== Information provided

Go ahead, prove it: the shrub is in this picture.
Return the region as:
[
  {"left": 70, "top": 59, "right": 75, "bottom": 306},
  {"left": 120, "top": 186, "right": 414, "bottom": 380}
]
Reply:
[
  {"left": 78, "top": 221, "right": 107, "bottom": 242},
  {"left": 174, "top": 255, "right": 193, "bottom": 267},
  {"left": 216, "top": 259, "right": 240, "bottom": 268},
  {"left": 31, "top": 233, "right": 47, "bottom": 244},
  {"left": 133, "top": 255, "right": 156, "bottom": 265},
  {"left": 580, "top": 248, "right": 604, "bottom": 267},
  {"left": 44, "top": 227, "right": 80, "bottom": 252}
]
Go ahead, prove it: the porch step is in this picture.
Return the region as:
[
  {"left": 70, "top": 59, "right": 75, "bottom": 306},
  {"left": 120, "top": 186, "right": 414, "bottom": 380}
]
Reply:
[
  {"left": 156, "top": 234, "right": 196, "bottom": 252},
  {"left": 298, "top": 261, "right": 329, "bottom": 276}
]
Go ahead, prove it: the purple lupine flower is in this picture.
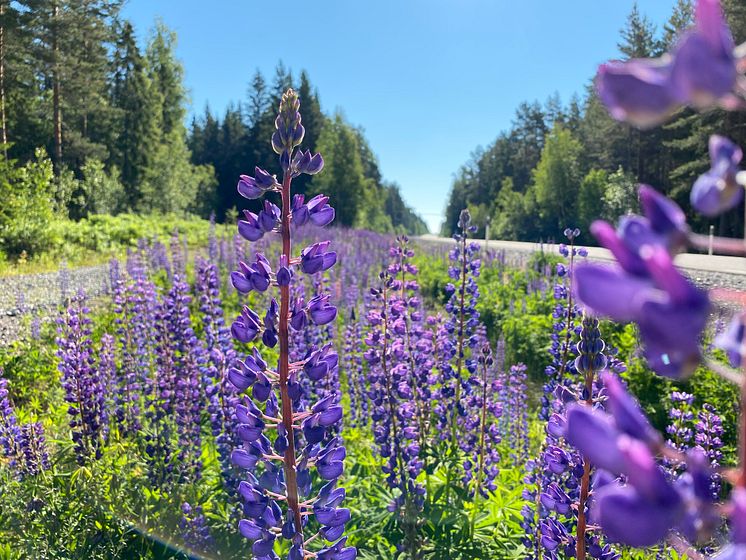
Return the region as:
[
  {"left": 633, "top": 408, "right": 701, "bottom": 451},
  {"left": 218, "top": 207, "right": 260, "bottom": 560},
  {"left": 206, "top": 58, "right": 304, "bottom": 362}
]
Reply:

====
== Information provided

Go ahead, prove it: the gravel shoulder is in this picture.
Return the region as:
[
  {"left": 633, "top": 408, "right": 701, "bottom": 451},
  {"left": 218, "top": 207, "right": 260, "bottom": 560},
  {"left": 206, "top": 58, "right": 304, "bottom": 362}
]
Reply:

====
== Information provided

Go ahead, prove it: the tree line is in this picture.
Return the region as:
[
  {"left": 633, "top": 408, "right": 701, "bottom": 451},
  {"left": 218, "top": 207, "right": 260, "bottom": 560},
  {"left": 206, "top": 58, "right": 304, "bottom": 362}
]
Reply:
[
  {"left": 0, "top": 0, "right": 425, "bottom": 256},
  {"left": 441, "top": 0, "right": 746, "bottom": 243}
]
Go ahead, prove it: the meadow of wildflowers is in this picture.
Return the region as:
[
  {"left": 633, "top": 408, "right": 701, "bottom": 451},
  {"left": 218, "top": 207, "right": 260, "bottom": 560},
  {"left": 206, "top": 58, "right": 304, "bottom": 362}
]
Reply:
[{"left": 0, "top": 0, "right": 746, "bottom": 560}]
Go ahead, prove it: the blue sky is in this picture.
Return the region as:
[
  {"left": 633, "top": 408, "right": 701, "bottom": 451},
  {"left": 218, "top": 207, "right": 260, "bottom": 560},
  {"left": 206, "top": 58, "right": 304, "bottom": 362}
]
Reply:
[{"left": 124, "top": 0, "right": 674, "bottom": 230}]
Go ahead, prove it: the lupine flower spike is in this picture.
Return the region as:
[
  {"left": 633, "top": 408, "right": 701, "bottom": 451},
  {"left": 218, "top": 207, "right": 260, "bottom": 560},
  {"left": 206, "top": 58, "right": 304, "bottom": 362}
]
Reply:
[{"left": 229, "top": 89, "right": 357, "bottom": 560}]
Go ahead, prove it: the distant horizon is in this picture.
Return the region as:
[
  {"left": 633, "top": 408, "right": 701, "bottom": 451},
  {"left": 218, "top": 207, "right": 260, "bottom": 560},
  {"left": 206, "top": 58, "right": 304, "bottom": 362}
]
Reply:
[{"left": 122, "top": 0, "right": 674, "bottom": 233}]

====

Which lines in the listing above contain the word "prove"? Report each of them in full.

_Task output_
Go ahead, prove it: the shrub is in this picture.
Go ahead, prove it: the porch step is in this picture.
Go ahead, prove it: the purple lupine flower is in this picture.
Go ahead, prove it: the gravel shoulder is in this picture.
Go ahead, prove it: the tree line is in this picture.
Go ahead, prove it: the meadow of wildflowers is in this picture.
Go ahead, prove it: the blue sky is in this picture.
Go ahead, prove it: the lupine flower spike is in this picture.
Go ahead, prove it: the distant horizon is in this picture.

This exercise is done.